## Excerpt provided:

Abstract

Acoustic displacement triangle based on the individual element test

S. Correa^{I, *} * Author email: scorrea5@eafit.edu.co ; C. Militello^II; M. Recuero^III

^IDepartment of Product Design Engineering. EAFIT University, Medelln-Colombia

^IIDepartment of Fundamental Physics, Experimental, Electronics and Systems. Universidad de La Laguna, S/C de Tenerife, Spain

^IIIDepartment of Mechanics. School of Industrial Engineers. Universidad Politecnica de Madrid. Madrid, Spain

ABSTRACT

A three node -displacement based- acoustic element is developed. In order to avoid spurious rotational modes, a higher order stiffness is introduced. This higher order stiffness is developed from an incompatible strain field which computes element volume changes under nodal rotational displacements fields. The higher order strain resulting from the incompatible strain field satisfies the Individual Element Test (IET) requirements without affecting convergence. The higher order stiffness is modulated, element by element, with a factor. As a result, the displacement based formulation presented on this paper is capable of placing the spurious rotational modes above the range of the physical compressional modes that can be accurately calculated by the mesh.

Keywords: Fluid-structure interaction, Displacement-based formulation, Spurious modes, Individual Element Test, Parameterized Variational Principle

1 INTRODUCTION

Acoustic propagation in an inviscid media is generally studied using the pressure p as primitive variable. Consequently, after the finite element approximation, only one unknown variable per node is obtained. This is a drastic reduction on the number of unknown variables as compared to a displacement based formulation where two unknown displacements u,v at each node are necessary to describe the problem. The only drawback in using a pressure formulation can be found when the fluid is interfaced with an elastic solid because both of them do not share the same variables. To overcome this issue, an equilibrium constraint must be imposed at the fluid-solid boundary. Therefore, an acoustic fluid element cannot be handled by a finite element code as any other structural element. Displacement, pressure, displacement-pressure and velocity potential elements have been developed in the past. References [2–4, 7, 9, 10, 12–14] are, in the authors' opinion, the most relevant.

## Source excerpt:

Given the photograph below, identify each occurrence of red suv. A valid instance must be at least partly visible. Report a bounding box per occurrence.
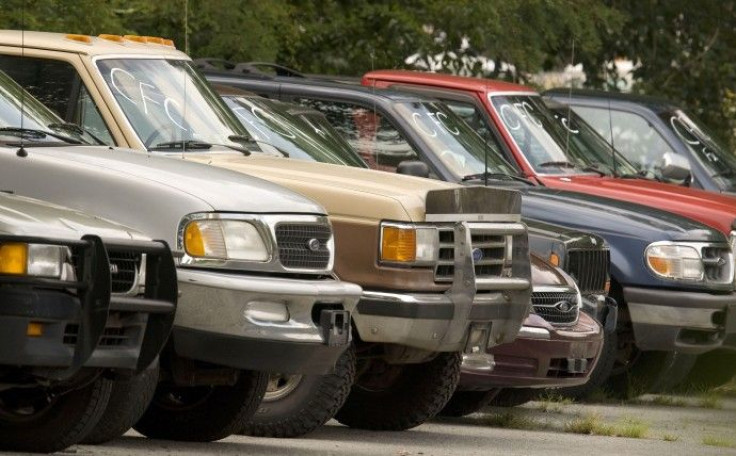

## Written request A:
List the keywords given in the acoustic element paper.
## Written request B:
Continue the acoustic element paper from its last sentence.

## Exercise output A:
Fluid-structure interaction, Displacement-based formulation, Spurious modes, Individual Element Test, Parameterized Variational Principle

## Exercise output B:
Displacement formulations have been reported by many authors. The formulation of these elements following finite element standard procedures produces a rank deficient stiffness matrix. This rank deficiency is not an error because the strain energy in an acoustic fluid is only computed from volume changes. The displacement field inside the element computes element shape changes with no volume changes. Any displacement field that describes shape changes without volume variation expands the null space of the stiffness matrix. This displacement field is called spurious because, despite being consistent with the formulation, it is not expected in a true irrotational formulation. Moreover, when an eigenfrequency problem is solved, the spurious displacement field produces low frequency rotational modes. Many authors [2, 10, 14] compute the rotational of the displacement field and add a fictitious rotational energy. There is not a constitutive equation for such behavior and a fictitious elastic coefficient must be introduced, appearing in the formulation as a penalty factor. Generally, the value suggested for the factor ranges from 1 to 1,000 times the compressibility modulus. This variability of the factor is a serious drawback because the results strongly depend on this a priori tuning.

In this paper, a displacement-based triangular element is proposed. In order to obtain an irrotational displacement field in weak form, an incompatible mode is added. From the added incompatible mode, a higher order strain is computed. After filtering the higher order strain to satisfy the IET from Bergan [5, 11], a higher order stiffness matrix is assembled. No rotational measure is introduced and no fictitious elastic coefficient is needed. However, it is possible to introduce a coefficient in front of the resulting higher order stiffness. The coefficient changes from element to element without affecting convergence. A stabilization strategy is proposed and the coefficient is computed in a closed form as a function of the element size. In this way, the spurious modes are placed over the higher compressional mode that still retains a physical meaning. This formulation is not based in the Raviart-Thomas polynomial [6] nor in the displacement/pressure formulation [2, 14], hence no centerface nor midside degrees of freedom are necessary, resulting in lower computational cost.

A 2D acoustic cavity and a 2D fluid interaction problem are presented to show convergence, non uniform meshes behavior and boundary normal definition issues [2, 14]. The 2D acoustic cavity is also used to check the appearance of spurious modes.

2 THE STIFFNESS MATRIX ASSEMBLY

2.1 Displacement field and incompatible modes

To describe the displacement field, the same orientation of the coordinate system is assumed for all the elements. Each element uses a system with origin at its center of gravity. In a linear triangle the general form for the displacement field is:

Where u is the displacement field and the subscript c stands for the compatible part. The field is linear and the a and b factors can be obtained as a function of the nodal displacements values u_j , v_j with j =1,2,3 and the nodal coordinates [15].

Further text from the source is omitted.